[RECORDS TO PROCESS — start]
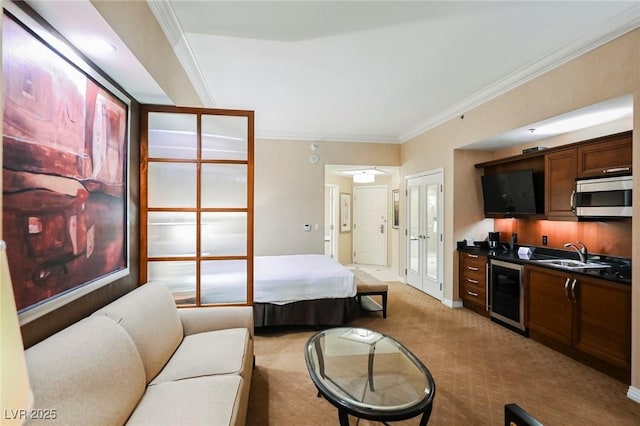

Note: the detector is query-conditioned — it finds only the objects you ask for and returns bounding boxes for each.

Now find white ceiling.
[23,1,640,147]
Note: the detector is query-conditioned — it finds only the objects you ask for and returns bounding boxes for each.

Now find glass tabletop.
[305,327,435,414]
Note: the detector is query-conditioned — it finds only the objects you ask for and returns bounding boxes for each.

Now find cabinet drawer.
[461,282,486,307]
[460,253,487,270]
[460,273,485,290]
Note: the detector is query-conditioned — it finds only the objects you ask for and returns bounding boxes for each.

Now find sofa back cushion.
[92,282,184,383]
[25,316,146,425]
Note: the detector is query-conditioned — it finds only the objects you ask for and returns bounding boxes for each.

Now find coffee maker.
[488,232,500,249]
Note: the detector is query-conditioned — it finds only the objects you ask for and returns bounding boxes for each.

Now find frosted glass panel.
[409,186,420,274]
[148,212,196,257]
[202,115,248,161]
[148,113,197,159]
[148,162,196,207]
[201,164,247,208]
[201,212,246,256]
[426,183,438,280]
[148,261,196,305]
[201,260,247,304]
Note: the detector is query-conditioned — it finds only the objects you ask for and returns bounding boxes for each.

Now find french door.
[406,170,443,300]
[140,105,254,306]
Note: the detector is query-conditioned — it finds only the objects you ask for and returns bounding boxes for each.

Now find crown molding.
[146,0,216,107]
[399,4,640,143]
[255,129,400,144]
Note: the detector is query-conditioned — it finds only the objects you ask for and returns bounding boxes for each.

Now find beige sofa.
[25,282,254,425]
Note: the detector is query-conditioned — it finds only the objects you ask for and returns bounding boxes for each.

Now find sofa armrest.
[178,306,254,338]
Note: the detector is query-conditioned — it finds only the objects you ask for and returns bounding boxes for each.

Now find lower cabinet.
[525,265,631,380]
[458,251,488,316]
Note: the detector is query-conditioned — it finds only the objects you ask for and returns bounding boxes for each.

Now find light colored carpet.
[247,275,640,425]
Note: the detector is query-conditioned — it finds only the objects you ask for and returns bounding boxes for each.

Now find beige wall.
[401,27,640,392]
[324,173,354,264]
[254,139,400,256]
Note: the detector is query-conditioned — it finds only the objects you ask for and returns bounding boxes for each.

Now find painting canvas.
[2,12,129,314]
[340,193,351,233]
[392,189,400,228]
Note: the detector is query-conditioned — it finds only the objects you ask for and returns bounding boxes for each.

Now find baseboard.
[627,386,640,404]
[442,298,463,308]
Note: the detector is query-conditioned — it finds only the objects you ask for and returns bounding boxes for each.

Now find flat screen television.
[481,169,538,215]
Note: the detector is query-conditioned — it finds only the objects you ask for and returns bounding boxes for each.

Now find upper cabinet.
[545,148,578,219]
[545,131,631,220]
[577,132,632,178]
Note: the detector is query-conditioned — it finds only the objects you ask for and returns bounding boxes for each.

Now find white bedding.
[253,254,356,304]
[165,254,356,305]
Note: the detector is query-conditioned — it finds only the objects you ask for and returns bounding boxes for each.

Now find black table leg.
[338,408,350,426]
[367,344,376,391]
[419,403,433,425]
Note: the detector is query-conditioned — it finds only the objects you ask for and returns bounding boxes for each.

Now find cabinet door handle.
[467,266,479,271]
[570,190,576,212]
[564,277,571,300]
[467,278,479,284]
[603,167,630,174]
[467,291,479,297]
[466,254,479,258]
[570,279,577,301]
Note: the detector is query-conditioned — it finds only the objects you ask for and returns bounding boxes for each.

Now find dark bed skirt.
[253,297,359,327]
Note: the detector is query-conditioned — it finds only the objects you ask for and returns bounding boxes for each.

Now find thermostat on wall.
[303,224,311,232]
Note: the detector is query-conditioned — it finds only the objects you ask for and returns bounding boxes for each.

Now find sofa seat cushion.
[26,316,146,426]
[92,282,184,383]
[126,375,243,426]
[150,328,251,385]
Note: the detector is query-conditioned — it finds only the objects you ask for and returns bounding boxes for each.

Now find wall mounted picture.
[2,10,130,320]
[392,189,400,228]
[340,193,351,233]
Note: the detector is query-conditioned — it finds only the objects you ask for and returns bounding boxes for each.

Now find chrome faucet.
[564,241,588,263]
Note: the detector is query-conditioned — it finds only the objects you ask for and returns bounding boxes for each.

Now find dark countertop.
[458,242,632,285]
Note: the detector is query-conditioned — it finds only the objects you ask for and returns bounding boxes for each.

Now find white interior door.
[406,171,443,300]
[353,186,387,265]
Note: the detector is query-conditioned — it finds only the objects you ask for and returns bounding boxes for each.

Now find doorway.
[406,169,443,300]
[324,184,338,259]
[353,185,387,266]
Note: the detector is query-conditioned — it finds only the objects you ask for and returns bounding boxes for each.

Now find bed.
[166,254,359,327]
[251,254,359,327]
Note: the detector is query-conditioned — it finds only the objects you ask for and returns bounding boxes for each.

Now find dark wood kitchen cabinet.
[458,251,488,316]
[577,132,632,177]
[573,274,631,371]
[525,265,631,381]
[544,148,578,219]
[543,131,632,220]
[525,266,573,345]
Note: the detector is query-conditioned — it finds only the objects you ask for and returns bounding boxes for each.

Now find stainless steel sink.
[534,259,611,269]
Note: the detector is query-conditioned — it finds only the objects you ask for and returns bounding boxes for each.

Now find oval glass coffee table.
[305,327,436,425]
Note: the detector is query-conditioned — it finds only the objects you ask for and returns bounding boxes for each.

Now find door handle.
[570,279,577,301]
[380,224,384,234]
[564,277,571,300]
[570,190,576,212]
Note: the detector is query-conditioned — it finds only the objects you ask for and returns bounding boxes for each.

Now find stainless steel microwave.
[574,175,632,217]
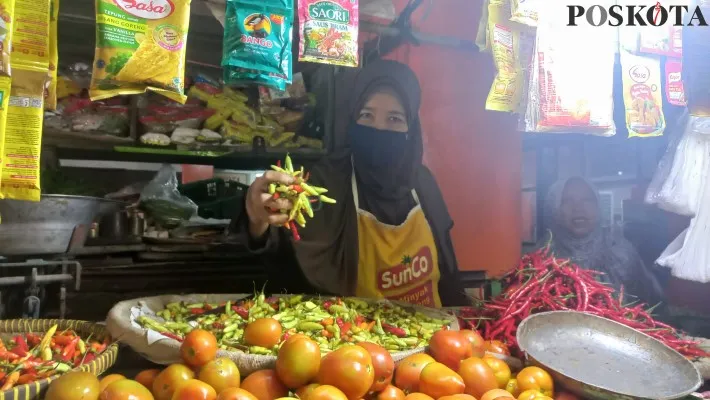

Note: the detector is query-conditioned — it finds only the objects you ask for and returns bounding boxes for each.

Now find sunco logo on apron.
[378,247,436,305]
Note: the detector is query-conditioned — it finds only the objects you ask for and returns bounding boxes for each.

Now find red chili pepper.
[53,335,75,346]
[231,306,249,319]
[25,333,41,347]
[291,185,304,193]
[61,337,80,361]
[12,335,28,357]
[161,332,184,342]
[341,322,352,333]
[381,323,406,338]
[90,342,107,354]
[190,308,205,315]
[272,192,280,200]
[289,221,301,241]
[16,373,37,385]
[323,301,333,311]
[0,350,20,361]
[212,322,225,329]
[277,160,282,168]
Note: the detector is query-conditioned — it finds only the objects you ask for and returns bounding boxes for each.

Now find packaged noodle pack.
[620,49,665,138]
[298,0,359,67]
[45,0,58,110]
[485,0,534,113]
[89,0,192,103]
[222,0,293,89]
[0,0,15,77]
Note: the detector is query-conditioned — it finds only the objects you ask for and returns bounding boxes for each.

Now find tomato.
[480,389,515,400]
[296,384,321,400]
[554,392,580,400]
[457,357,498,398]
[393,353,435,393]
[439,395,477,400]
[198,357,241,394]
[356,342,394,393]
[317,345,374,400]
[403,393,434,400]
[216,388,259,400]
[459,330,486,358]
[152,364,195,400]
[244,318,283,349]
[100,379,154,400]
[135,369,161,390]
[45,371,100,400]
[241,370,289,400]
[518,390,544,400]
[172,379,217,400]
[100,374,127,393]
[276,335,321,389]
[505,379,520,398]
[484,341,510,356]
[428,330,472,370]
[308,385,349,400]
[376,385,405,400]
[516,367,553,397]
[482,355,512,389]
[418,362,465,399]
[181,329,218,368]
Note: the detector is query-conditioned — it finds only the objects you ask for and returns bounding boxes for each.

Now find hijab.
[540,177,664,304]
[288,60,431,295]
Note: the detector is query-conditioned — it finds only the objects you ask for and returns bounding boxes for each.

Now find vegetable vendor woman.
[RECORDS TO PROCESS — finish]
[RECORDS TO PROCESS — start]
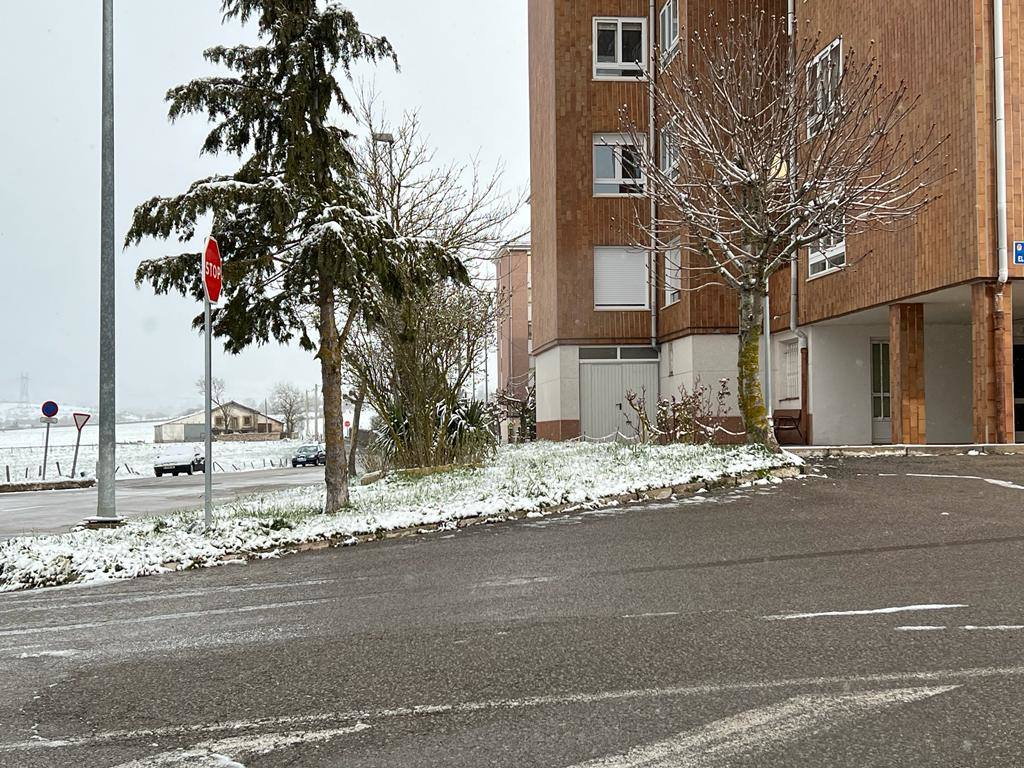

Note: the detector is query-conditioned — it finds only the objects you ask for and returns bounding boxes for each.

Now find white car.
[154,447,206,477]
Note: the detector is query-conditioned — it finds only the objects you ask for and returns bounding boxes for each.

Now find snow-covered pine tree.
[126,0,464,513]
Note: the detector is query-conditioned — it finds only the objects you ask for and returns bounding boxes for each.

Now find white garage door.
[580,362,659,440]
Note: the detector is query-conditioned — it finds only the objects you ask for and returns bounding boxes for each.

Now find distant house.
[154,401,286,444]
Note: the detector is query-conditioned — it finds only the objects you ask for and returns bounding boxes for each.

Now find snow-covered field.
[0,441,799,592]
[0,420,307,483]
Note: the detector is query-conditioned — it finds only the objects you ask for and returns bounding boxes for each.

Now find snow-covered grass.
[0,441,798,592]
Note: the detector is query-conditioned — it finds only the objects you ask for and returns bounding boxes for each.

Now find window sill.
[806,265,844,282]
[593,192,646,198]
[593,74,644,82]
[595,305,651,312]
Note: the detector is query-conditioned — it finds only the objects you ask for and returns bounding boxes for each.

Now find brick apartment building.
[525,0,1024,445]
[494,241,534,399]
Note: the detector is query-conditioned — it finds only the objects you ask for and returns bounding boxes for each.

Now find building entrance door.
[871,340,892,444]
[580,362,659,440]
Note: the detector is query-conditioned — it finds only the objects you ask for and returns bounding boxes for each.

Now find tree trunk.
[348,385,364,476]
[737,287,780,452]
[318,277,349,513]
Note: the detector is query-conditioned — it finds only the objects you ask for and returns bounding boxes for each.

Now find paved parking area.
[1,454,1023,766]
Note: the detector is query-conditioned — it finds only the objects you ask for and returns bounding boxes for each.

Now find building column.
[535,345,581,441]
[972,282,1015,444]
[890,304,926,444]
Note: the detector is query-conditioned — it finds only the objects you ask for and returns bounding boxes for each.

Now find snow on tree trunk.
[RECORDS TO PROCESS — finish]
[RECORDS TO PROCESS — start]
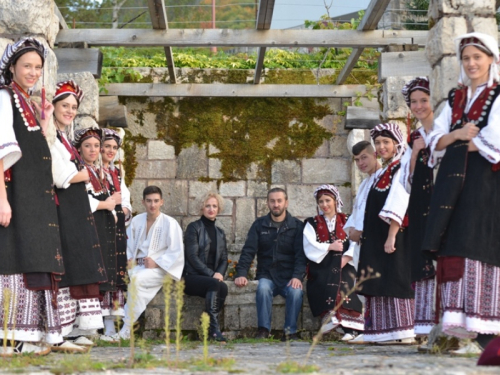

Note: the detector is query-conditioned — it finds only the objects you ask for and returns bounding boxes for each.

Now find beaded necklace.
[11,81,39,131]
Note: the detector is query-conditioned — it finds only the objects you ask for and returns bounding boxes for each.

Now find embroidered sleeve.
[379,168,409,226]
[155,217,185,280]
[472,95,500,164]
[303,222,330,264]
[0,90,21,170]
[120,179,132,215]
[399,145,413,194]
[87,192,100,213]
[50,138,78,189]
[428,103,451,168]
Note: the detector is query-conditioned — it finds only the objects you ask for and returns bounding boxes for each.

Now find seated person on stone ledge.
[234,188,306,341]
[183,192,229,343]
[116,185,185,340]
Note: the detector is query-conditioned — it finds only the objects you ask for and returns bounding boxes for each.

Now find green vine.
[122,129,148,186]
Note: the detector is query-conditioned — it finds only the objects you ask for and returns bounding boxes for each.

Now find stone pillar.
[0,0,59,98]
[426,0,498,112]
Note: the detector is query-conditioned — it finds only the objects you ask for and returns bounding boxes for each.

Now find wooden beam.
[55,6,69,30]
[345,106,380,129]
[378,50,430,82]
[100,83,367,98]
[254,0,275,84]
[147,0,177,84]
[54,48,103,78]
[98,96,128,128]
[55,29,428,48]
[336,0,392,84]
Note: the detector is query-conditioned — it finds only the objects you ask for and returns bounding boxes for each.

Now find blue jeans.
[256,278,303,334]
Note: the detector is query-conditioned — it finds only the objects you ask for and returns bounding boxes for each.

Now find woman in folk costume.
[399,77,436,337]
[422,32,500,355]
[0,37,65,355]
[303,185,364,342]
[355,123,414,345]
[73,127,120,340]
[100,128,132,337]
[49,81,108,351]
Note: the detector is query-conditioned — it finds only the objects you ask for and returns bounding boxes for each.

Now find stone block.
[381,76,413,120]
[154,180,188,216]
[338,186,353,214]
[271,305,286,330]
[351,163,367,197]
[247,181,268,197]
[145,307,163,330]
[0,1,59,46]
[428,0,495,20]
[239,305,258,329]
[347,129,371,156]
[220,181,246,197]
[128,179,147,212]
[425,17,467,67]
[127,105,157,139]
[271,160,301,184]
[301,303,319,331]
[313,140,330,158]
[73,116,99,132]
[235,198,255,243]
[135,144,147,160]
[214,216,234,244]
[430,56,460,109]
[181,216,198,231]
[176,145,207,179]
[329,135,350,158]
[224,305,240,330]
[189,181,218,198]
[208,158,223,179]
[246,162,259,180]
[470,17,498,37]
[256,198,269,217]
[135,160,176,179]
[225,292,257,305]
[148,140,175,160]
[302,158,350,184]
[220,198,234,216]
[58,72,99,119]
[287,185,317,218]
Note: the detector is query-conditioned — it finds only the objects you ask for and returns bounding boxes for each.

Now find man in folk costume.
[RECORDS TO PROCESS — finish]
__WHAT NEEDS TO BE DONE__: Print again the lines of the entries above that fall between the line holding "Now find building entrance door." and the line holding "Now find snow on tree trunk.", inclusive, exactly as they stand.

__RESULT BELOW__:
Now find building entrance door.
[871,340,892,444]
[580,362,659,440]
Note: the detector is query-conditioned — it finds only the objects you ask for and returns bounding boxes for each.

Now find tree trunk.
[348,385,364,476]
[737,287,780,452]
[318,277,349,513]
Note: the detector is query-conditioned — it finds only the objects you ask for and returns bounding boxes for each.

Now find paved parking area.
[1,454,1023,766]
Note: the detector is query-conditioned — it finds only the objects you ask for and returns bounding boxes for each.

Now find building column.
[535,345,581,441]
[972,282,1015,444]
[890,304,926,444]
Note: the detector is query-conditioned — it finds only the objects you ask for and returns bounding boxes for each.

Now find snow on tree trunk.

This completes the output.